Problems and tasks:
**a.** Decide whether each statement below agrees with the forum thread on running Scrapy under Python 3.7. Answer yes or no for each, and quote the deciding words of the thread exactly. (i) The fix in the Twisted pull request was merged into Twisted. (ii) The workaround merged into Scrapy master will ship in the 1.5 release. (iii) According to kmike, the async keyword is used in Scrapy rather than in Twisted.
**b.** Resume the forum thread on running Scrapy under Python 3.7 after its last sentence.

Text block:
▶
Thank you @lopuhin! I googled around but I must have been just off on the syntax.

jstnms123 commented 5 years ago

@lopuhin -- I used the work around to appropriate effect. Thanks for the info.

jA

threezhang commented 5 years ago

thanks @lopuhin

pip install git+https://github.com/lopuhin/twisted.git@9384-remove-async-param

illgitthat commented 5 years ago

pip install git+https://github.com/lopuhin/twisted.git@9384-remove-async-param fails for me on Windows but worked on Linux. I think this is related to a twisted issue not scrapy, just leaving this here in case anyone else on Windows is stuck trying to run scrapy on 3.7.

lopuhin commented 5 years ago

FWIW, thanks to awesome Twisted maintainers, the fix in https://github.com/twisted/twisted/pull/966 was finished and merged into Twisted, so it should be in the next Twisted release.

Also a workaround for this issue was merged into scrapy master (and will be in the 1.6 release), so another way to enable python 3.7 support right now, is to install scrapy master and use Twisted from PyPI.

illgitthat commented 5 years ago

Using pip install git+https://github.com/scrapy/scrapy@master --no-dependencies --upgrade is working for me.

Thanks for the help.

johntiger1 commented 5 years ago

Yup @illgitthat works for me; I think @lopuhin branch might be merged in now, so it's gone

ghost commented 5 years ago

Ummm just replace the word async with isAsync the other is deprecated....

kmike commented 5 years ago

@joshspivey async keyword is used in Twisted, not in Scrapy. @lopuhin worked with Twisted maintainers to fix it in Twisted, so Scrapy will work with Python 3.7 after Twisted release a new version with a fix. Also, we've worked around it in Scrapy itself, so that Scrapy works with the current Twisted release (disabling manhole), this will be available in a next Scrapy release. "Ummm just replace" is not how to fix this issue; such comments are not helpful.

wertartem commented 5 years ago

Go to Python37\Lib\site-packages\twisted\conch edit "manhole" file and replace the 'async' parameter by 'isAsync'.

georgiana-gligor commented 5 years ago

Because I was just trying this out in a new project, @illgitthat 's solution didn't work for me. I had to follow all dependencies, so pip install git+https://github.com/scrapy/scrapy@master --no-dependencies --upgrade did the trick.

cgironda commented 5 years ago

Thank you to all of you guys, the command pip install git+https://github.com/scrapy/scrapy@master --no-dependencies --upgrade worked for me too.

clockelliptic commented 5 years ago

This also worked for me. pip install git+https://github.com/scrapy/scrapy@master --no-dependencies --upgrade

Thank you very much.
◀
Material supplied:
▶
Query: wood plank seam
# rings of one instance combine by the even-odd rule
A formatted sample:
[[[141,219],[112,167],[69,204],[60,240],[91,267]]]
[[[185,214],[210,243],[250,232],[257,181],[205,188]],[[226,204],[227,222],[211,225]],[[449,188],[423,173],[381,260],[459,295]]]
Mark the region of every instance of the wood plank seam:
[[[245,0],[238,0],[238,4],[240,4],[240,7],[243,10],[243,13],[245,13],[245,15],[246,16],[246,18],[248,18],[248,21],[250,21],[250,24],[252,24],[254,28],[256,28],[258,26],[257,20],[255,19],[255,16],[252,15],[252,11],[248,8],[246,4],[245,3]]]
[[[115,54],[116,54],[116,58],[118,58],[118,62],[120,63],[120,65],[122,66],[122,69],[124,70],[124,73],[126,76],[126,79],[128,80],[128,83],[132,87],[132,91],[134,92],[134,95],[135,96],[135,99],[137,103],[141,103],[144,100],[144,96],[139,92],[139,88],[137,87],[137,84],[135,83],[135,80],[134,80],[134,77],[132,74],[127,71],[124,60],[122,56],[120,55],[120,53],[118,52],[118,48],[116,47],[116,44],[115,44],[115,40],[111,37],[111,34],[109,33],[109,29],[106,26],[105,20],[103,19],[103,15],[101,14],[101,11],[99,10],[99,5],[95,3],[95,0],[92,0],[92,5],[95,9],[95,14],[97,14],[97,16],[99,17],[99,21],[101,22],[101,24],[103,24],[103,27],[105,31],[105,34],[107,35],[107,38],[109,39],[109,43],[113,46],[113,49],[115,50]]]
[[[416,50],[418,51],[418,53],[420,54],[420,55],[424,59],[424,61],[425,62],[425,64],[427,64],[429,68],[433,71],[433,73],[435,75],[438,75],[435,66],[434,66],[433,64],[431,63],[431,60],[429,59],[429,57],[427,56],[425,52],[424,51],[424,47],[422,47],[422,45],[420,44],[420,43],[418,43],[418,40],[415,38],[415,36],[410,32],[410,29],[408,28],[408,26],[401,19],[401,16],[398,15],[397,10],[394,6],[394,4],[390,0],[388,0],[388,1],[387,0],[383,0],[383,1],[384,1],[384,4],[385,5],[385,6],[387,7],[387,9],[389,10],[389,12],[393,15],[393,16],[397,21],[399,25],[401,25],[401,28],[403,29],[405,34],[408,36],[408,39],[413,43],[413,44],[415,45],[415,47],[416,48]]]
◀
Written answers:
**a.**
(i) Yes: "the fix in https://github.com/twisted/twisted/pull/966 was finished and merged into Twisted"
(ii) No: "will be in the 1.6 release"
(iii) No: "async keyword is used in Twisted, not in Scrapy"

**b.**
ciehanski commented 5 years ago

Also adding in that the current fix for this is running pip install git+https://github.com/scrapy/scrapy@master --no-dependencies --upgrade

Thank you everyone!

AsthaSrivastava8 commented 5 years ago
2018-10-10 01:56:15 [scrapy.utils.log] INFO: Scrapy 1.5.0 started (bot: scrapybot)
2018-10-10 01:56:15 [scrapy.utils.log] INFO: Versions: lxml 4.2.5.0, libxml2 2.9.5, cssselect 1.0.3, parsel 1.5.0, w3lib 1.19.0, Twisted 18.7.0, Python 3.7.0 (v3.7.0:1bf9cc5093, Jun 27 2018, 04:59:51) [MSC v.1914 64 bit (AMD64)], pyOpenSSL 18.0.0 (OpenSSL 1.1.0i  14 Aug 2018), cryptography 2.3.1, Platform Windows-10-10.0.17134-SP0
2018-10-10 01:56:15 [scrapy.crawler] INFO: Overridden settings: {'SPIDER_LOADER_WARN_ONLY': True}
2018-10-10 01:56:15 [scrapy.middleware] WARNING: Disabled TelnetConsole: TELNETCONSOLE_ENABLED setting is True but required twisted modules failed to import:
Traceback (most recent call last):
  File "c:\users\astha\appdata\local\programs\python\python37\lib\site-packages\scrapy\extensions\telnet.py", line 13, in <module>
    from twisted.conch import manhole, telnet
  File "c:\users\astha\appdata\local\programs\python\python37\lib\site-packages\twisted\conch\manhole.py", line 154
    def write(self, data, async=False):
                              ^
SyntaxError: invalid syntax

2018-10-10 01:56:16 [scrapy.middleware] INFO: Enabled extensions:
['scrapy.extensions.corestats.CoreStats', 'scrapy.extensions.logstats.LogStats']
Unhandled error in Deferred:
2018-10-10 01:56:16 [twisted] CRITICAL: Unhandled error in Deferred:

2018-10-10 01:56:16 [twisted] CRITICAL:
Traceback (most recent call last):
  File "c:\users\astha\appdata\local\programs\python\python37\lib\site-packages\twisted\internet\defer.py", line 1418, in _inlineCallbacks
    result = g.send(result)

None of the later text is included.